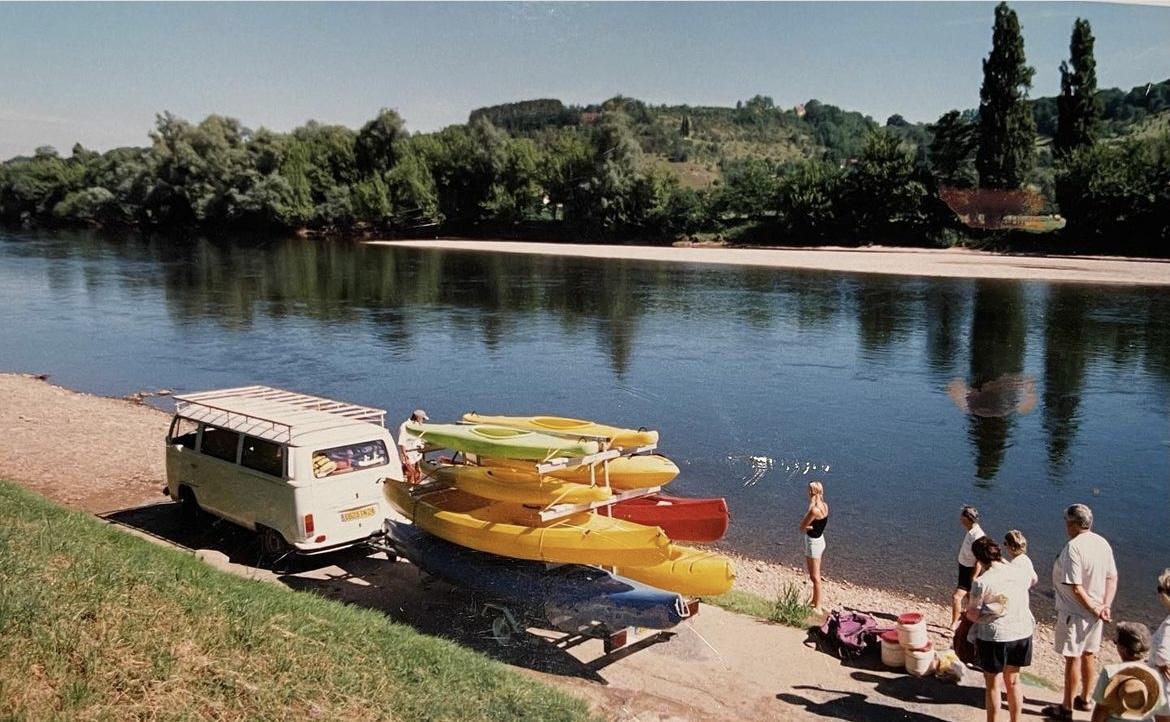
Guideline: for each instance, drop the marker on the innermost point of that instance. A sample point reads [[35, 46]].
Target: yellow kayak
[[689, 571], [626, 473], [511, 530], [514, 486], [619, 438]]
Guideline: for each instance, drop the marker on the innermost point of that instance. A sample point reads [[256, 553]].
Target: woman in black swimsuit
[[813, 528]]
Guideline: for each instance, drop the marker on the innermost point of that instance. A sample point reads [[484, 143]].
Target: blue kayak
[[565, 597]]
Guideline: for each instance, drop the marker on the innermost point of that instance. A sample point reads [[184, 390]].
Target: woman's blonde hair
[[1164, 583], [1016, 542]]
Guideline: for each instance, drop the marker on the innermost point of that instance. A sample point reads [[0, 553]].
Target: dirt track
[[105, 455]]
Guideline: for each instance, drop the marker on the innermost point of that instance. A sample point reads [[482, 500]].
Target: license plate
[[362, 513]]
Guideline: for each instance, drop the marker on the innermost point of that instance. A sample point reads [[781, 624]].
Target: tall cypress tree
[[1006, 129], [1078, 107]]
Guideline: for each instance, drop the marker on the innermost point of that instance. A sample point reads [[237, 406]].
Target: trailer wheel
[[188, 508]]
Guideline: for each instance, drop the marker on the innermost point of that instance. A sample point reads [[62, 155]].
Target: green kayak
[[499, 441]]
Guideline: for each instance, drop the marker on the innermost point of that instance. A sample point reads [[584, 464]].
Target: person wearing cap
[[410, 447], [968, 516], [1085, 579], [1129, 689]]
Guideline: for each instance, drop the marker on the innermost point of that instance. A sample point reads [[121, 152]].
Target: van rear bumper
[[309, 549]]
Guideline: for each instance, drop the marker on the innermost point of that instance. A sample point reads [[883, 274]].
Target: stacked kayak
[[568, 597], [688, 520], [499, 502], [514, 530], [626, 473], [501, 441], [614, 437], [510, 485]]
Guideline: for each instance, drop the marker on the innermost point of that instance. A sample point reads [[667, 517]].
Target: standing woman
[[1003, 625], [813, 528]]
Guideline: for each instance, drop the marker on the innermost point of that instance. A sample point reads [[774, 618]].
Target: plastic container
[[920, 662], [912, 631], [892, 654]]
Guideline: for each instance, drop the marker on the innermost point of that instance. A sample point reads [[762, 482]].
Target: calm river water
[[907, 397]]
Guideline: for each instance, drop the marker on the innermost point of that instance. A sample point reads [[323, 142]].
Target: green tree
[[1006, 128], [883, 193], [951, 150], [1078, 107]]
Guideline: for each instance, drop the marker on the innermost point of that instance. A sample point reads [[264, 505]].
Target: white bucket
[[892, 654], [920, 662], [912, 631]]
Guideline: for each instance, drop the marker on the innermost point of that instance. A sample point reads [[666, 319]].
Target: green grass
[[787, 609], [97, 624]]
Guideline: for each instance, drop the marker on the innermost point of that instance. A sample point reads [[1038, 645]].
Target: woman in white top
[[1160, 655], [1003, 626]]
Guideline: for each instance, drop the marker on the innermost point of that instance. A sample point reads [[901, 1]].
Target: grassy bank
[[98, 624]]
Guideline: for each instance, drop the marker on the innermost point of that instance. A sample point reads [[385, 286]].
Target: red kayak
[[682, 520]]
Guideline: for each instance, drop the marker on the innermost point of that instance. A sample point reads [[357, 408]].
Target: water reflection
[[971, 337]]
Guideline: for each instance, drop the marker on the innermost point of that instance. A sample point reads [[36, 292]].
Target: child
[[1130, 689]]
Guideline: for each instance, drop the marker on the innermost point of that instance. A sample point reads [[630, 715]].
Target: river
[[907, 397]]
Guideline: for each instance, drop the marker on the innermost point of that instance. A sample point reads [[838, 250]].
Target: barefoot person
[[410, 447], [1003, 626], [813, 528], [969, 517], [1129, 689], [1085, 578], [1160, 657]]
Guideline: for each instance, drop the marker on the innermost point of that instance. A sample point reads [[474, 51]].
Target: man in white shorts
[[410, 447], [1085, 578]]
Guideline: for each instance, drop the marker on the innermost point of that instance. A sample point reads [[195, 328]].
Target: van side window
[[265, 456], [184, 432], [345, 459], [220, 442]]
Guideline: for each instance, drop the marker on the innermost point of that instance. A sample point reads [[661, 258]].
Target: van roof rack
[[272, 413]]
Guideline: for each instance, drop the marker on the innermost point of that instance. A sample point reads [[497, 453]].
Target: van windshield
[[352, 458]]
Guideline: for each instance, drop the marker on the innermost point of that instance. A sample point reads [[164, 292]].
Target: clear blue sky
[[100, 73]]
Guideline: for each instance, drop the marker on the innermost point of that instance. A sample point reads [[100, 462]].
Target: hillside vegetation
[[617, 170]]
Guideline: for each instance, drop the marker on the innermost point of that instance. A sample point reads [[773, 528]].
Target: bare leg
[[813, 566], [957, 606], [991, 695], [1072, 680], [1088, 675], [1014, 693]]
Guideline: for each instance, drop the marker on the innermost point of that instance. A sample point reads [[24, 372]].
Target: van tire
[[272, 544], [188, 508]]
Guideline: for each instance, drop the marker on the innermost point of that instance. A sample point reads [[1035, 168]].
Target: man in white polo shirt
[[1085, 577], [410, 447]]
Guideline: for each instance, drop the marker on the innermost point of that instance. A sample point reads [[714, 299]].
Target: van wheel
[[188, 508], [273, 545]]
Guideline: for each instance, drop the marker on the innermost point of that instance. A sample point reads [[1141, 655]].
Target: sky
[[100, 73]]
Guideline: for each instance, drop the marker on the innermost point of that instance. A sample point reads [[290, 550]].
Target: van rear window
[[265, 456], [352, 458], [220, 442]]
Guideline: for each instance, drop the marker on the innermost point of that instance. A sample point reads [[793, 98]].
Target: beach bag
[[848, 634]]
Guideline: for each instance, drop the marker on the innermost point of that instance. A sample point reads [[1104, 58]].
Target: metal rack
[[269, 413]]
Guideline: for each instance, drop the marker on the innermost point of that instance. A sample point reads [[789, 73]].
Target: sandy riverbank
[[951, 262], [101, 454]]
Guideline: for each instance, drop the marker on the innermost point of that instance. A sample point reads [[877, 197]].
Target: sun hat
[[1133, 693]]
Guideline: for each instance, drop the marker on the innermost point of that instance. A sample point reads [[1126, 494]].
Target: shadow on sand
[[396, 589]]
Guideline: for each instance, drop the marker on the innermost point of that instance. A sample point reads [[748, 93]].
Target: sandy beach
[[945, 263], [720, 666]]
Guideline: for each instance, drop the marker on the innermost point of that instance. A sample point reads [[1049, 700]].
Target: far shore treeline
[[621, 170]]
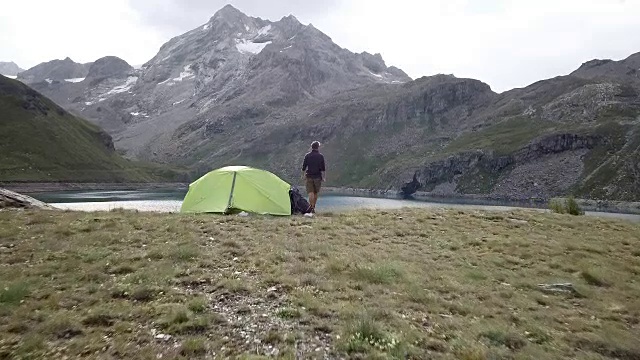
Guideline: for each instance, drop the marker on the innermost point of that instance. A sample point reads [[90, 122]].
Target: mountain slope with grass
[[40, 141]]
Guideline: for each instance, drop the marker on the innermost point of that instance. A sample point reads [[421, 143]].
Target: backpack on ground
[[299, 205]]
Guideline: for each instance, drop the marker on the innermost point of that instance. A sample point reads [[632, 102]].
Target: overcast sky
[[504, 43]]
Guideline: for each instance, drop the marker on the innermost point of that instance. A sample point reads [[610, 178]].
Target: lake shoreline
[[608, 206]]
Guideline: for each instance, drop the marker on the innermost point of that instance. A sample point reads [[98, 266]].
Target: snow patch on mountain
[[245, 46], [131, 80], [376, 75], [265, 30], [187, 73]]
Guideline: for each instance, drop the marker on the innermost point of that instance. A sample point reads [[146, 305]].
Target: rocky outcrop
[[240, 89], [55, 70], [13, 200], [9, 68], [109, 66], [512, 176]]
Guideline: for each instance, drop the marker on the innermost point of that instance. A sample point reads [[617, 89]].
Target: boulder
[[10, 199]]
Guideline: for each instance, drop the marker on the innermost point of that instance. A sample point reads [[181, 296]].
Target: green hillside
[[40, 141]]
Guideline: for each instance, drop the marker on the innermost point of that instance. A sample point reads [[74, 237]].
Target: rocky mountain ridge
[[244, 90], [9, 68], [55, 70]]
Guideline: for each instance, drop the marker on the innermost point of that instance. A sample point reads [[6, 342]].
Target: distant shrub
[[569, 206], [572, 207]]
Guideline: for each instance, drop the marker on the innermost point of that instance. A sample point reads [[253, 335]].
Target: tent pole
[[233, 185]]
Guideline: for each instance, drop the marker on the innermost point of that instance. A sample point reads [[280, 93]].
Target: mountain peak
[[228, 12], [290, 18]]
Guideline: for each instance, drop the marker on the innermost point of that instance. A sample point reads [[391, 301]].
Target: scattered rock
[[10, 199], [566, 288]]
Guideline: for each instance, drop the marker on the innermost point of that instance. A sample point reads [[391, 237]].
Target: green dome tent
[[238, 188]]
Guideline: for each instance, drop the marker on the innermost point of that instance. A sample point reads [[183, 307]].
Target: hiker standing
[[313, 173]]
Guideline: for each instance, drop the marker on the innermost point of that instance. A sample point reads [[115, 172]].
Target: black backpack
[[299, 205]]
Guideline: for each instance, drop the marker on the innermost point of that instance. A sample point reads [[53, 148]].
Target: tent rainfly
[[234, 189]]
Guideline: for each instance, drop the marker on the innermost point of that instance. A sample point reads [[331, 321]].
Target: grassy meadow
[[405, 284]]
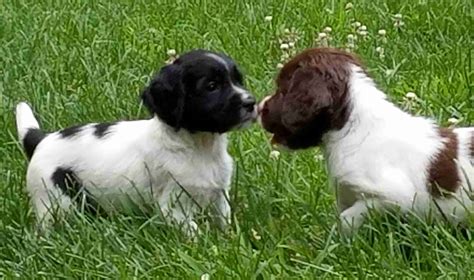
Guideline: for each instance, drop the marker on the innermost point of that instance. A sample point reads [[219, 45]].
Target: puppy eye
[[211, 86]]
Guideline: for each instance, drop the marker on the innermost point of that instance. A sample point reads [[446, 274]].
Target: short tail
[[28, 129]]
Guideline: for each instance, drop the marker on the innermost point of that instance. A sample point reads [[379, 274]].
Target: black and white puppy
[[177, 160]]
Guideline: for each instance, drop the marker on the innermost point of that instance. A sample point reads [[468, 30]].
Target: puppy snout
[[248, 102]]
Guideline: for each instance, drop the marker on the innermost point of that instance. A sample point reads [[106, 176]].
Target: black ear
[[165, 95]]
------
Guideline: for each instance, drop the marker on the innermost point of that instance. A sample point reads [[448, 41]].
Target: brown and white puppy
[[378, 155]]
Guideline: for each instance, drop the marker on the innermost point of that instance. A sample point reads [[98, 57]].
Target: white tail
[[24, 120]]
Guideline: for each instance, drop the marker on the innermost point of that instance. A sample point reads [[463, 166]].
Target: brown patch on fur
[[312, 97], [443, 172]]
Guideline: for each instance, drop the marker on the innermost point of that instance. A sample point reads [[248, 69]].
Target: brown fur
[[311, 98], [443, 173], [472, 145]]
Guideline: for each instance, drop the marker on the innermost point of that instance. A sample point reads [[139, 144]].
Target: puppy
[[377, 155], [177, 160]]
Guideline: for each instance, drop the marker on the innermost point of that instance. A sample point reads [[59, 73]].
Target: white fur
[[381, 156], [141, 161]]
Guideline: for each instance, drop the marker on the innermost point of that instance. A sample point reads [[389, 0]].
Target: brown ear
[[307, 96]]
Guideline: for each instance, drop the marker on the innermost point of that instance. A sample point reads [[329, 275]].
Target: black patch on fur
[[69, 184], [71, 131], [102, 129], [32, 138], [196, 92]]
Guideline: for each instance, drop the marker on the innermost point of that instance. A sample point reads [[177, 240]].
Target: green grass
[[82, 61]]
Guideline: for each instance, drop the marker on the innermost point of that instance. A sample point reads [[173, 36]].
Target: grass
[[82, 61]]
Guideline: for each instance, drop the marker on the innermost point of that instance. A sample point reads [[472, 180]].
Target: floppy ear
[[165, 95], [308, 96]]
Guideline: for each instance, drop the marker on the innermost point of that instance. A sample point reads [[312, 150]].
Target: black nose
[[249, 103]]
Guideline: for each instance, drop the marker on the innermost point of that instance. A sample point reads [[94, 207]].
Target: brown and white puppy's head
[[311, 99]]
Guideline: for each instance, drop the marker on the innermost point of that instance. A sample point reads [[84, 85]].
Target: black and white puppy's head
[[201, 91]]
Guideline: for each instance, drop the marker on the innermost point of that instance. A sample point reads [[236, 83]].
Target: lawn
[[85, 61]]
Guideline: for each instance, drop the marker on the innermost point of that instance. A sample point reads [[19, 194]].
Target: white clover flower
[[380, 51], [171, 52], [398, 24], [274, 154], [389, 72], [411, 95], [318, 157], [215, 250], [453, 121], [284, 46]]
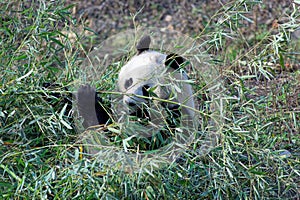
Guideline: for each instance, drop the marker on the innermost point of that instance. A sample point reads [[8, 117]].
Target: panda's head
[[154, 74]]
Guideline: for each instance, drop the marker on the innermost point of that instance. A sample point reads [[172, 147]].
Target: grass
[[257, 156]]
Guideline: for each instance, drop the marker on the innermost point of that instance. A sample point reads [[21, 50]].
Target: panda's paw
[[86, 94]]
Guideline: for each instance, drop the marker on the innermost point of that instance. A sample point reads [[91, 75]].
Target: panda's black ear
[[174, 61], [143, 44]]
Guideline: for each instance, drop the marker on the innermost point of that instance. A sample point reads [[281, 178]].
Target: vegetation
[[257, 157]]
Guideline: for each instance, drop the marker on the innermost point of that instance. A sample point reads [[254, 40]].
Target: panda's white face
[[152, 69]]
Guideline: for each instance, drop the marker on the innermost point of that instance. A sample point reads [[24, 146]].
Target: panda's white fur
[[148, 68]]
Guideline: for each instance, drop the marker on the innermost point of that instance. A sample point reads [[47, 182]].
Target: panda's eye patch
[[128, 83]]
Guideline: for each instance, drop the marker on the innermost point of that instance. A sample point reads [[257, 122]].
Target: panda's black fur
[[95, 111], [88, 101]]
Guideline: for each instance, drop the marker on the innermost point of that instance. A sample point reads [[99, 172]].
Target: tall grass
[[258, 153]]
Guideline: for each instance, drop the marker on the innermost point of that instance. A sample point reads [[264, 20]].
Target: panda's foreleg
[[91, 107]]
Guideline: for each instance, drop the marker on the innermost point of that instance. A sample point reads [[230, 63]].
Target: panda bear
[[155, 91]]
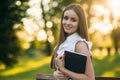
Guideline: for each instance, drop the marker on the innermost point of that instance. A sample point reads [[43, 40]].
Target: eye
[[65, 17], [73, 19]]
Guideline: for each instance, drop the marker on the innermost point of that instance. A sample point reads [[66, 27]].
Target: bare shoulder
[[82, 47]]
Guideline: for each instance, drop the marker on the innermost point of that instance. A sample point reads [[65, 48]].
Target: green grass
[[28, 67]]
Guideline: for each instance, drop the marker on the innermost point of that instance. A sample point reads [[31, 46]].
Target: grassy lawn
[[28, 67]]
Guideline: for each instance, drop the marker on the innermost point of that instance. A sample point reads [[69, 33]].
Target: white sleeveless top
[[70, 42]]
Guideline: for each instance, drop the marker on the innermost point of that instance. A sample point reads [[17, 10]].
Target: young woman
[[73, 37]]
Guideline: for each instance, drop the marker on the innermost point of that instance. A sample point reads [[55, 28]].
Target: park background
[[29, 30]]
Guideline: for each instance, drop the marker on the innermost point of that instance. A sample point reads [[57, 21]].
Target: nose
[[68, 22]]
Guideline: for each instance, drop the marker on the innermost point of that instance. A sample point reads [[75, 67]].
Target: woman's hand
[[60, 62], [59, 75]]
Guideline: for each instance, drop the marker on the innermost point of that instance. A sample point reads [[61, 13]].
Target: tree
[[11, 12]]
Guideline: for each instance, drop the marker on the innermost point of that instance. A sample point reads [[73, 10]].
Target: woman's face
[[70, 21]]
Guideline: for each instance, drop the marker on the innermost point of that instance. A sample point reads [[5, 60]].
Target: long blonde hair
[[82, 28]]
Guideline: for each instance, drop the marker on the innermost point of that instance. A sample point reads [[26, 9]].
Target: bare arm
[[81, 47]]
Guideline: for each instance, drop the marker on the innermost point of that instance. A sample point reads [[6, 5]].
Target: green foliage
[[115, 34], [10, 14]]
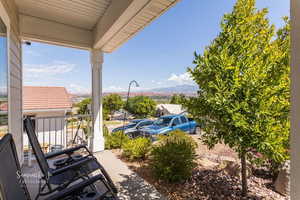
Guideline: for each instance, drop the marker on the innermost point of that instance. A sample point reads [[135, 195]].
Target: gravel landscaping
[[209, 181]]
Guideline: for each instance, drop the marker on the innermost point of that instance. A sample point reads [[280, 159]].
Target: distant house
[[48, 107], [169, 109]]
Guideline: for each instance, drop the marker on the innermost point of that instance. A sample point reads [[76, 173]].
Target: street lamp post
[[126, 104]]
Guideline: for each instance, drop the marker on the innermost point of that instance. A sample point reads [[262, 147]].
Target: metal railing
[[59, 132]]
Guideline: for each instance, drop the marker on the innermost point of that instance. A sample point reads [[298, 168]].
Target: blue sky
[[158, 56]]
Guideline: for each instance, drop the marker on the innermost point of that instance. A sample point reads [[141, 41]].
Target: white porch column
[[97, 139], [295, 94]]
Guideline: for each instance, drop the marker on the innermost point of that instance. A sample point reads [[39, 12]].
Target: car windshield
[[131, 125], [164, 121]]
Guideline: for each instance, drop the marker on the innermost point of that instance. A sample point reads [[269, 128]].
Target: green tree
------
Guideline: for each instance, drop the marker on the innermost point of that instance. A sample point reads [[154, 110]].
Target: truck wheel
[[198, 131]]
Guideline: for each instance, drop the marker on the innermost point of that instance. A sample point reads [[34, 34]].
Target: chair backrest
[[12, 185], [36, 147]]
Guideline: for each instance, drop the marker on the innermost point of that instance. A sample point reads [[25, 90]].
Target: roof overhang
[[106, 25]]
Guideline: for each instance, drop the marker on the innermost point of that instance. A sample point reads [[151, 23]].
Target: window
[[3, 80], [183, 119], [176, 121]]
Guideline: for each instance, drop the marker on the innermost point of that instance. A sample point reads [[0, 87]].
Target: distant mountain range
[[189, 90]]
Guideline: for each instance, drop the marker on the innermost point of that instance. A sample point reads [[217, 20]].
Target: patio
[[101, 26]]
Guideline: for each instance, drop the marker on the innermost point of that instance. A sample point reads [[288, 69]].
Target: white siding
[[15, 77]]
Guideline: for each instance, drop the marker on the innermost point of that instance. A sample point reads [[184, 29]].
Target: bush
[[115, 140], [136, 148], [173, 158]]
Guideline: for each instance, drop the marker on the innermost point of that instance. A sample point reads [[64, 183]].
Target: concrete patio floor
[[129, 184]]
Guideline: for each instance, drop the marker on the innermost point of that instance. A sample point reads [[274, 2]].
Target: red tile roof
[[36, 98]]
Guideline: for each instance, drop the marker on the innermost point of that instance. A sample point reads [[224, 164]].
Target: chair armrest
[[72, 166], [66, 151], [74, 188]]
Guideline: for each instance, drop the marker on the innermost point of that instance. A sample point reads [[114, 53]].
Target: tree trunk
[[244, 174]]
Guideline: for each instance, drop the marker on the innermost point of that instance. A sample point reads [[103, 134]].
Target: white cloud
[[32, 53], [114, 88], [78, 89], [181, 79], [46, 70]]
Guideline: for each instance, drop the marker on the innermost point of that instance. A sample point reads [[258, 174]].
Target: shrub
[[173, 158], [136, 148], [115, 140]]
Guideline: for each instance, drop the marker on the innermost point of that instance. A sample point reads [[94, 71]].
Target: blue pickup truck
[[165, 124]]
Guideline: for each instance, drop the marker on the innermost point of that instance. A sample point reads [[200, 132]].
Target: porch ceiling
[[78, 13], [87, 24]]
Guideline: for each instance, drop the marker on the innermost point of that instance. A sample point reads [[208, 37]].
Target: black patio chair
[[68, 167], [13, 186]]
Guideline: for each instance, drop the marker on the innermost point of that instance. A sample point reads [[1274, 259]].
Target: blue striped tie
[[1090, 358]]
------
▸ Task statement
Recast the records from the line with "reads [[617, 89]]." up to and including the line with "[[569, 206], [572, 207]]" as a two-column CSV with the headers text and answer, one row per record. Put each value in a single quoted field and replace any line breaks with spaces.

▸ Worked solution
text,answer
"Guideline: for each instance, drop the marker on the innermost point of that instance. A sample point reads [[617, 89]]. Target: boulder","[[10, 199]]"
"Guideline: for each instance, drop the marker on the innermost point of that instance. A sample point reads [[181, 296]]. Target: green hillside","[[40, 141]]"
"Guideline: for each instance, drop the marker on the innermost point of that instance. A sample point reads [[74, 237]]. Target: rocky mountain ridge","[[244, 90], [9, 68], [55, 70]]"
"Guideline: for each instance, drop the marker on the innermost point of that instance. A sample point reads [[6, 342]]. Target: distant shrub","[[569, 206], [572, 207]]"